▽

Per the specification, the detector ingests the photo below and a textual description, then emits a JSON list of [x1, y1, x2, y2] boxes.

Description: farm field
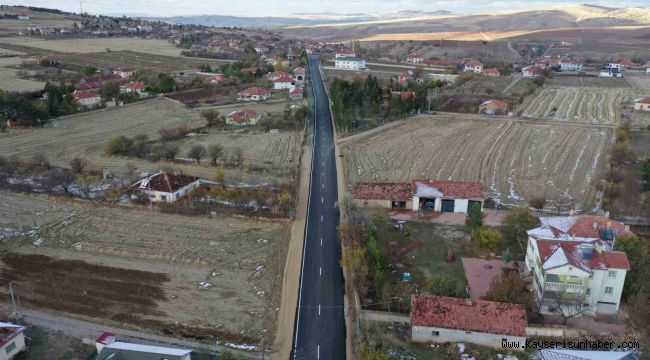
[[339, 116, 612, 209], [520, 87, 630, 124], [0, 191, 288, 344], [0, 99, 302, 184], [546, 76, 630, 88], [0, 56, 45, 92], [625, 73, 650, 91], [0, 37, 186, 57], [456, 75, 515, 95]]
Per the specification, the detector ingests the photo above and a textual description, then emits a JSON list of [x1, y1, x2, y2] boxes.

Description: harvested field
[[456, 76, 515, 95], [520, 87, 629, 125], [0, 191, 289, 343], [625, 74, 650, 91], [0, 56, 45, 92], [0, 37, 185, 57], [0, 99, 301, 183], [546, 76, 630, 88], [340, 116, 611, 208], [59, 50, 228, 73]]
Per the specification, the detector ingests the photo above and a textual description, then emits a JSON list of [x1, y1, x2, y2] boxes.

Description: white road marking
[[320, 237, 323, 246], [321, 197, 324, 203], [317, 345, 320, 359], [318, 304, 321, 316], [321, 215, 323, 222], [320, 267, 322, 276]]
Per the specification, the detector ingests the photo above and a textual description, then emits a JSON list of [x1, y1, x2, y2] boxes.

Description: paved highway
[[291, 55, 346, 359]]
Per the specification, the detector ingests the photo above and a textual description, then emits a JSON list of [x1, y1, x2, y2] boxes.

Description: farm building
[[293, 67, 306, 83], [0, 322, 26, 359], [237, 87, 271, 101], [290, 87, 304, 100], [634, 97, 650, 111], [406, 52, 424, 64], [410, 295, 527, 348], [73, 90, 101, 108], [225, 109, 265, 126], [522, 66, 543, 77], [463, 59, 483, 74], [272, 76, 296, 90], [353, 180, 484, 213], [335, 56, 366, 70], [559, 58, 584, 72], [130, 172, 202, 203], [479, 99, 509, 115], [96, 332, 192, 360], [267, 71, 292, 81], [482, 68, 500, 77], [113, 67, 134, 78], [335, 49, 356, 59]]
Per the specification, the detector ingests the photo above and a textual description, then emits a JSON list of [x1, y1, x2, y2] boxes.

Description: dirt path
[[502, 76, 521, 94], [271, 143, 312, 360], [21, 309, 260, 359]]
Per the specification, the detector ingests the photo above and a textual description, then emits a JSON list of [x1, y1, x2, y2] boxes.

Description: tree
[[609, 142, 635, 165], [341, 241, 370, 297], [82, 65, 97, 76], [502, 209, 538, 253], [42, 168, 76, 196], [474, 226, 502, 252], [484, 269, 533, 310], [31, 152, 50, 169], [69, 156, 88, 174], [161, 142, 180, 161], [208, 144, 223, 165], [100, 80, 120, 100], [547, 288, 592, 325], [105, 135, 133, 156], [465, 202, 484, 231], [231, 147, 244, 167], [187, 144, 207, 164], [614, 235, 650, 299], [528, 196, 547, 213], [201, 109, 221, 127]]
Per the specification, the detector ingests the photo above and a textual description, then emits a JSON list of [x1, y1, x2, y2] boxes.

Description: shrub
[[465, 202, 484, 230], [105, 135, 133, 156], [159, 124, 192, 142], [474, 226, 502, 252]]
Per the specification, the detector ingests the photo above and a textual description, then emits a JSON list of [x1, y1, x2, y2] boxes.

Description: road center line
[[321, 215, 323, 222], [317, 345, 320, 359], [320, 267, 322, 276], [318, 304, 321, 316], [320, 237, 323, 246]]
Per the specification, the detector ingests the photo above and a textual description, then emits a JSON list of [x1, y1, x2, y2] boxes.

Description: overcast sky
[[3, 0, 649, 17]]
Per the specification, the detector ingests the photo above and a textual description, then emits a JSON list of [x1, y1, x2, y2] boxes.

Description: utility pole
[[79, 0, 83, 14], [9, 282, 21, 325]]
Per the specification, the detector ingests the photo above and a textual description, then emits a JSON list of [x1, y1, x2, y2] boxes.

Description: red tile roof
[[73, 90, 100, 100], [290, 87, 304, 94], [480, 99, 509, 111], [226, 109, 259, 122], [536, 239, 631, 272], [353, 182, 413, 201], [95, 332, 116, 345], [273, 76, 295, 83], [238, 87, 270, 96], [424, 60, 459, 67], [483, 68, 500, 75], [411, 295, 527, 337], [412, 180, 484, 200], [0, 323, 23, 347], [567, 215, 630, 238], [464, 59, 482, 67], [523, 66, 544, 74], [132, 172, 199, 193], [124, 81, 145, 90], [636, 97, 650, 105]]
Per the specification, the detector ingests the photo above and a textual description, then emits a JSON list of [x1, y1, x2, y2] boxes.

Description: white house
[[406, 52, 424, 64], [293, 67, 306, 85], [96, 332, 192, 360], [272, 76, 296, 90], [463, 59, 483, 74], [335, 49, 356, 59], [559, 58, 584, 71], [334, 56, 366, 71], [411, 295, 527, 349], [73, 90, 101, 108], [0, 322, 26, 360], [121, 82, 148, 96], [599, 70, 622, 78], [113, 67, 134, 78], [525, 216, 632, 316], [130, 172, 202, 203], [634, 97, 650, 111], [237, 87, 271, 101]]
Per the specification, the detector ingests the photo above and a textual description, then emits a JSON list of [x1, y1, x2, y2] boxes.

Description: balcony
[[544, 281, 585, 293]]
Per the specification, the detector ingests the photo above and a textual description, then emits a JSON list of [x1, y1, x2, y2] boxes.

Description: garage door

△

**REQUIREMENT:** Leaving the pictures aside, write out the entries above exactly.

**ANSWER BOX:**
Per the specification, the detector ingests the photo below and a textual description, then emits a JSON list of [x1, y1, x2, y2] boxes.

Description: farm field
[[339, 116, 612, 209], [520, 87, 630, 124], [0, 191, 288, 344], [0, 99, 302, 184], [546, 76, 630, 88], [0, 56, 45, 92], [625, 73, 650, 91], [0, 37, 186, 57], [456, 75, 515, 95]]
Per the specification, the detector ingests the photo above and a textual description, then emits a JSON list of [x1, y1, x2, y2] boxes.

Description: harvested field
[[456, 76, 515, 95], [520, 87, 629, 125], [0, 191, 289, 343], [625, 74, 650, 91], [0, 56, 45, 92], [0, 37, 185, 57], [0, 99, 301, 183], [546, 76, 630, 88], [340, 116, 611, 208], [59, 50, 228, 73]]
Per the specification, the detector ingests the photo above and a textual description, then emits a JSON list of [x1, y1, x2, y2] boxes.

Description: white road marking
[[320, 237, 323, 246], [321, 197, 324, 203], [317, 345, 320, 359], [318, 304, 321, 316], [321, 215, 323, 222], [320, 267, 322, 276]]
Per the specification, the detector ingests the photo above and a textual description, then emits a JSON list of [x1, y1, x2, y2] boxes.

Description: paved highway
[[291, 55, 346, 359]]
Per the specification, the detector ingests the photo above and a textual description, then emits a JSON list of [x1, y1, x2, y2] boxes.

Description: farm building
[[293, 67, 306, 83], [0, 322, 26, 359], [237, 87, 271, 101], [290, 87, 304, 100], [634, 97, 650, 111], [406, 52, 424, 64], [410, 295, 527, 348], [73, 90, 101, 108], [225, 109, 265, 126], [522, 66, 543, 77], [463, 59, 483, 74], [272, 76, 296, 90], [353, 180, 484, 213], [335, 56, 366, 70], [559, 58, 584, 72], [130, 172, 202, 203], [479, 99, 509, 115], [96, 332, 192, 360], [267, 71, 292, 81], [482, 68, 500, 77], [113, 67, 134, 78], [335, 49, 356, 59]]
Per the specification, the detector ingests the photo above and a textual description, then emits a JSON list of [x1, y1, x2, y2] boxes.

Description: dirt path
[[502, 76, 521, 94], [271, 143, 312, 360], [21, 309, 260, 359]]
Per the specification, the detector ingests the photo above and a textual description, then emits a JSON list of [x1, y1, x2, y2] boxes.

Description: tree
[[609, 142, 635, 165], [341, 241, 370, 297], [82, 65, 97, 76], [502, 209, 538, 253], [42, 168, 76, 196], [474, 226, 502, 252], [484, 269, 533, 310], [31, 152, 50, 169], [69, 156, 88, 174], [161, 142, 180, 161], [208, 144, 223, 165], [100, 80, 120, 100], [547, 288, 592, 325], [105, 135, 133, 156], [465, 202, 484, 231], [231, 147, 244, 167], [187, 144, 207, 164], [614, 235, 650, 299], [528, 196, 547, 213], [201, 109, 221, 127]]
Per the specification, the detector ingests the photo above and a textual description, then emits a JSON list of [x1, y1, x2, y2] boxes.

Description: shrub
[[465, 202, 484, 230], [105, 135, 133, 156], [159, 124, 192, 142], [474, 226, 502, 252]]
Per the specification, the detector ingests the photo above and a textual description, then emits a JSON list of [x1, y1, x2, y2] boxes.

Description: road center line
[[321, 215, 323, 222], [317, 345, 320, 359], [320, 267, 322, 276], [318, 304, 321, 316], [320, 237, 323, 246]]
Per the specification, the detector ingests the photo above and a textual description, then emits a JSON list of [x1, y1, x2, y2] boxes.

Description: overcast sky
[[3, 0, 649, 17]]
Per the specification, the detector ingests the photo above and a textual description, then emits a JSON list of [x1, y1, x2, y2] boxes.

Description: utility pole
[[79, 0, 83, 14], [9, 282, 21, 325]]
Per the specification, the detector ingests the photo above and a textual description, then emits a JSON list of [x1, y1, x2, y2] boxes.

Description: red tile roof
[[73, 90, 100, 100], [290, 87, 304, 94], [480, 99, 509, 111], [226, 109, 259, 122], [536, 239, 631, 272], [353, 182, 413, 201], [95, 332, 116, 345], [273, 76, 295, 83], [238, 87, 270, 96], [424, 60, 459, 67], [483, 68, 500, 75], [411, 295, 527, 337], [412, 180, 484, 200], [0, 323, 23, 347], [567, 215, 630, 238], [464, 59, 482, 67], [523, 66, 544, 74], [132, 172, 199, 193], [124, 81, 145, 90], [636, 97, 650, 105]]
Per the specification, the detector ingests the photo above and a textual description, then emits a JSON list of [x1, y1, x2, y2] boxes.

Description: white house
[[406, 52, 424, 64], [293, 67, 306, 85], [96, 332, 192, 360], [272, 76, 296, 90], [463, 59, 483, 74], [335, 49, 356, 59], [559, 58, 584, 71], [334, 56, 366, 71], [411, 295, 527, 349], [73, 90, 101, 108], [0, 322, 26, 360], [121, 82, 148, 96], [599, 70, 622, 78], [113, 67, 134, 78], [525, 216, 632, 316], [130, 172, 202, 203], [634, 97, 650, 111], [237, 87, 271, 101]]
Per the specification, the detector ingests the photo above and a textual description, then emits a JSON list of [x1, y1, x2, y2] boxes.

Description: balcony
[[544, 281, 585, 293]]
Per the specification, the detector ingests the photo above and a textual description, then emits a JSON list of [x1, y1, x2, y2] boxes.

Description: garage door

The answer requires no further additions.